» Task instructions: Pull out every line of the entries below that contains the word "mural". Uppercase and lowercase count as different.

-----

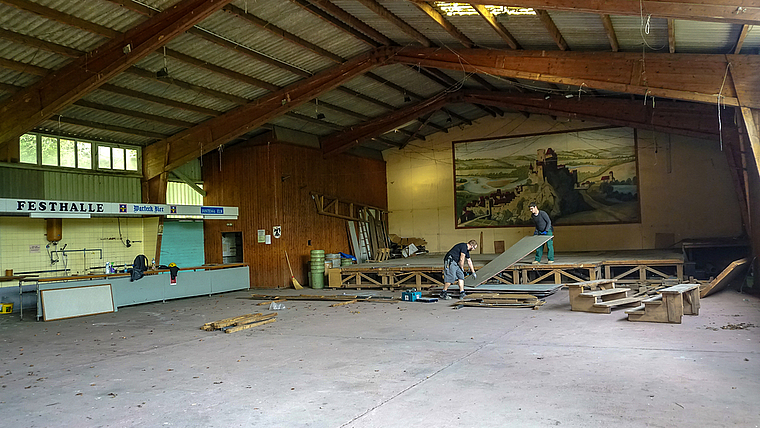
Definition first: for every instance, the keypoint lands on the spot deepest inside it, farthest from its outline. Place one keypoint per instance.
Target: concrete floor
(382, 365)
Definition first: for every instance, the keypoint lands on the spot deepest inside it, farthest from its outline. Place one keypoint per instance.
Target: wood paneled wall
(271, 185)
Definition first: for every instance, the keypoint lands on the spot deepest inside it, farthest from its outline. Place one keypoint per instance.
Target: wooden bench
(599, 301)
(668, 306)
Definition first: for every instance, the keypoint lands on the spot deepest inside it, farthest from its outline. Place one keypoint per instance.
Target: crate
(410, 296)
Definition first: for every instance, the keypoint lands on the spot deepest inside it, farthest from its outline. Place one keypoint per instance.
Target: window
(104, 157)
(68, 153)
(84, 155)
(60, 152)
(28, 148)
(50, 151)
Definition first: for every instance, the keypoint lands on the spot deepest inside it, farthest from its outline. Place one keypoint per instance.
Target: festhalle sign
(53, 207)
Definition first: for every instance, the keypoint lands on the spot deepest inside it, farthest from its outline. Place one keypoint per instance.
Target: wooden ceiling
(185, 77)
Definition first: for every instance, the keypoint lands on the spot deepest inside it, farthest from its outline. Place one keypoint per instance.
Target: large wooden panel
(76, 302)
(271, 184)
(514, 254)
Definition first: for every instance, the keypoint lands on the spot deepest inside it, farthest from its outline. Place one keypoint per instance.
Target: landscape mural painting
(581, 177)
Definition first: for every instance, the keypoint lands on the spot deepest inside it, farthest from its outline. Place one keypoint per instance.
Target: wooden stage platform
(642, 267)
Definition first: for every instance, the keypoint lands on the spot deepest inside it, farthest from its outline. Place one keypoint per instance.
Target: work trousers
(549, 246)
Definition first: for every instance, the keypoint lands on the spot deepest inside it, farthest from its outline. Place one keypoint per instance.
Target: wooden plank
(734, 270)
(600, 293)
(513, 255)
(618, 302)
(674, 306)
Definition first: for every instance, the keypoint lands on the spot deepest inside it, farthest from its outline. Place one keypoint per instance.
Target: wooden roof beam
(726, 11)
(691, 119)
(27, 108)
(398, 22)
(665, 77)
(167, 154)
(444, 23)
(552, 29)
(496, 26)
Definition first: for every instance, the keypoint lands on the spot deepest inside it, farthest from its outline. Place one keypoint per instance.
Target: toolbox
(410, 296)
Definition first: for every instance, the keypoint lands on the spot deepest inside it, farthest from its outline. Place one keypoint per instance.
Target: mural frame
(579, 177)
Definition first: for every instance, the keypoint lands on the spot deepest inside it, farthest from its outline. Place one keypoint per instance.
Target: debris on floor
(340, 298)
(242, 322)
(501, 300)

-----

» Reply to the task:
Target: landscape mural painting
Target: mural frame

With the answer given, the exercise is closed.